▶ **TEXT PASSAGE**
::::::::
Olivia Mofus

My mother, despite her public classiness, often makes the same joke about giving us breast milk. Whenever we’d say something about the past, or act childishly affectionate towards her, she’d say, “Aww… do you want breast milk?” pushing a boob, heavy with age, towards our now-annoyed faces in the same raunchy manner – a grin feigning innocence. She has always been free with her body around her children. I’ve been assaulted by her loud farts in bed for so long the smell now passes over me like mist. She even set an early precedent for us when we were toddlers that closing the bathroom door in the house was an optional practice – but we all got slightly older and as though possessed by the same spirit, began closing and locking all sorts of doors with a fury inherent only to pre-teens. This spirit is yet to possess her mind. 

For a moment, I wondered what joke she’d use now that she didn’t have them anymore. She was diagnosed with a ductal carcinoma in the beginning of August, informed us of this in September, and got a double mastectomy one week later. She didn’t need to operate on both, but did so just to be safe, saying that she’ll never get married again and her breasts’ utility expired years ago. But her loss made me ponder the ones I still had. I hadn’t thought about my breasts since I was finally done developing them. I hated them at first – two mounds beckoning towards the end of my childhood, tormenting me with the chilling image of feeding my own child. Still, I could scarcely imagine my life without them. My stomach dropped at the thought of losing this flesh that said to myself and the world, “I am a woman.”
::::::::
[Source data]

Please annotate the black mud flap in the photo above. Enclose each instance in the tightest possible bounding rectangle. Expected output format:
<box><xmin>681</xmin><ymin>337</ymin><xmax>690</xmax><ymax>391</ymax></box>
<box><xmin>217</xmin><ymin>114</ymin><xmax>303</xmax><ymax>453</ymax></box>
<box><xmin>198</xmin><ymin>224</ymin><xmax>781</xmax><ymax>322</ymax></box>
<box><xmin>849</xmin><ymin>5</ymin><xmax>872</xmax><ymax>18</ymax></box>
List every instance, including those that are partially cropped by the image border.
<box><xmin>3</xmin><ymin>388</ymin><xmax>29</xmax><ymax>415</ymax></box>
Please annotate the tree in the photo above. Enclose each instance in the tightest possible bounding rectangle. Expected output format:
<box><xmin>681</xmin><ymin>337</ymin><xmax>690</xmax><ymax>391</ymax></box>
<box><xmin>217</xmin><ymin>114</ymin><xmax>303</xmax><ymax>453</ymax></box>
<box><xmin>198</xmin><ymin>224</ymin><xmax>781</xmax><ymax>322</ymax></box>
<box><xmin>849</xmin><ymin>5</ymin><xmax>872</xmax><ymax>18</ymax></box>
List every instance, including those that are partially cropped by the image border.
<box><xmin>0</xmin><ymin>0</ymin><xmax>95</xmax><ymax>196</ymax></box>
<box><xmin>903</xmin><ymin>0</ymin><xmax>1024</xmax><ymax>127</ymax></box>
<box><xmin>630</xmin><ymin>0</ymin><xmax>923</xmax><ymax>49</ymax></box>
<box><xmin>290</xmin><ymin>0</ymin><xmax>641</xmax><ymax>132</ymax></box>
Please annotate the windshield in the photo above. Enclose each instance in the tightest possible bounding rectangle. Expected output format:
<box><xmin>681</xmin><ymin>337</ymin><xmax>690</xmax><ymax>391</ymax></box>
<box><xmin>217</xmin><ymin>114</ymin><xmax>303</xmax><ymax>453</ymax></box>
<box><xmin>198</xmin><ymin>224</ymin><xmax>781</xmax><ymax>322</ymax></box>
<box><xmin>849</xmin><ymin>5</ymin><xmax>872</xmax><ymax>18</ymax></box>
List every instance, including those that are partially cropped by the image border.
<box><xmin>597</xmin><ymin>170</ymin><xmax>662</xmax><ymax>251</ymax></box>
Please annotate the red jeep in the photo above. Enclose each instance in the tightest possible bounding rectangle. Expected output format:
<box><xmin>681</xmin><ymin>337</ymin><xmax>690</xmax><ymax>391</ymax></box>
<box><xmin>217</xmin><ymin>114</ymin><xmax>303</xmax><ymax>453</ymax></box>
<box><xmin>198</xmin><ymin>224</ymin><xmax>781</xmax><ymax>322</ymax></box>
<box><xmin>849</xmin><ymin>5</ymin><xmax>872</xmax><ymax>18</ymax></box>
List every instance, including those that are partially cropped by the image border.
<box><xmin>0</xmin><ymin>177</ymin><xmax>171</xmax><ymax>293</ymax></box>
::::::::
▶ **TASKS TO COMPLETE**
a) In the essay about the mother's mastectomy, at what point in the year was the mother diagnosed with a ductal carcinoma?
b) List the three steps of the mother's illness that the essay about her mastectomy gives a time for, each with its timing.
c) Rewrite the stretch of the essay about the mother's mastectomy from "Olivia Mofus" through "possess her mind.", changing "toddlers" to "preschoolers".

▶ **EXERCISE ANSWERS**
a) In the beginning of August.

b)
- Diagnosed with a ductal carcinoma: the beginning of August
- Told the family: September
- Had a double mastectomy: one week later

c)
Olivia Mofus

My mother, despite her public classiness, often makes the same joke about giving us breast milk. Whenever we’d say something about the past, or act childishly affectionate towards her, she’d say, “Aww… do you want breast milk?” pushing a boob, heavy with age, towards our now-annoyed faces in the same raunchy manner – a grin feigning innocence. She has always been free with her body around her children. I’ve been assaulted by her loud farts in bed for so long the smell now passes over me like mist. She even set an early precedent for us when we were preschoolers that closing the bathroom door in the house was an optional practice – but we all got slightly older and as though possessed by the same spirit, began closing and locking all sorts of doors with a fury inherent only to pre-teens. This spirit is yet to possess her mind.